• _What is needed_
Answer these questions from the article on RT-PCR tests:
(a) According to Sacre, what do health professionals do first under normal circumstances?
(b) For at least how many days must an asymptomatic person be able to self-isolate so that they shouldn't automatically be tested?
(c) What extra step does RT-PCR include that PCR does not?

• _Extract to read_
.....

According to Dr. Pascal Sacre, RT-PCR tests aren't usually performed on a patient who is overheated, coughing or has an inflammatory syndrome because it is a laboratory, molecular biology technique of gene amplification that looks for gene traces (DNA or RNA) by amplifying them.
Sacre urged countries to reconsider their over-reliance on misleading and over-sensitive RT-PCR tests instead of focusing on the real clinical state of a person, which clearly differentiates someone who is sick and someone who is experiencing symptoms.
He noted that under normal circumstances, health professionals start by examining a patient and taking notes of symptoms and objective clinical signs. Only after such careful considerations should experts prescribe tests. But the examination doesn't end with testing. Sacre said that health experts should also compare test results with the patient's clinical condition, which should be a priority when making decisions and finalizing treatments.
However, governments are forcing doctors to do the opposite and conduct a hypersensitive test on people first before a clinical reflection.
An asymptomatic person shouldn't be tested until experts have a better rationale for PCR screening. Sacre emphasized that an asymptomatic person shouldn't automatically be tested if they can self-isolate for at least seven days.
Sacre hopes that a properly informed public can call for immediate action to stop RT-PCR tests that are misleading, over-sensitive and are being abused by those in power and those who will profit from unnecessary testing.
RT-PCR is a nuclear-derived method used to detect the presence of specific genetic material in any pathogen like a virus. It is a variation of PCR test. The two techniques use the same process, but RT-PCR includes an extra step: reverse transcription of RNA to DNA for amplification.

.....

Entries from a data collection
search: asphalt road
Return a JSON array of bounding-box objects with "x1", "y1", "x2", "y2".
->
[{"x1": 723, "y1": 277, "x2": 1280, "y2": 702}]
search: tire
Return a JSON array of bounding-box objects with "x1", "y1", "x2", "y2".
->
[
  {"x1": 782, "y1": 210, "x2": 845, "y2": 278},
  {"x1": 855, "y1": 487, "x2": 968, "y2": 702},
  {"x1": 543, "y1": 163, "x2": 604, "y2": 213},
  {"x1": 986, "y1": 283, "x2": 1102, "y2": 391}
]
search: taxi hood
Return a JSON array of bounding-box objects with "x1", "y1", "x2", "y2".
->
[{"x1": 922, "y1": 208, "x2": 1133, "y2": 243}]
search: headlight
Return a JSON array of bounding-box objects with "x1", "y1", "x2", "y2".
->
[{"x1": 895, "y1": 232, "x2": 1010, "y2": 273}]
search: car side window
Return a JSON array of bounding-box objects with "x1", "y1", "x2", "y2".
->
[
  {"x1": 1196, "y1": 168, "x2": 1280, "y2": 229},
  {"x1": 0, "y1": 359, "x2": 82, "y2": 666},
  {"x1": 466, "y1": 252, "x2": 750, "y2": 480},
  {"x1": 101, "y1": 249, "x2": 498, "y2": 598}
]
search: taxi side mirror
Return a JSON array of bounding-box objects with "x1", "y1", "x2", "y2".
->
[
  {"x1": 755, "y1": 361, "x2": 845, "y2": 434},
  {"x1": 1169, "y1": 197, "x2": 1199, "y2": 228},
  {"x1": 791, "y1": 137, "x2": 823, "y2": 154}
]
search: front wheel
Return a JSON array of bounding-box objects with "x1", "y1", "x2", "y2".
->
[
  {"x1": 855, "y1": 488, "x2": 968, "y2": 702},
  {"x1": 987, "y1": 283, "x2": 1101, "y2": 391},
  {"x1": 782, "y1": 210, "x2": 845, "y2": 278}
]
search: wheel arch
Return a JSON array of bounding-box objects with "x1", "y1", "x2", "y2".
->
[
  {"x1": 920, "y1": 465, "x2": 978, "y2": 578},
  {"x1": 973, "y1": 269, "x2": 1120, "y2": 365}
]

.....

• _Result of the task_
(a) They examine the patient and take notes of symptoms and objective clinical signs.
(b) Seven days.
(c) Reverse transcription of RNA to DNA for amplification.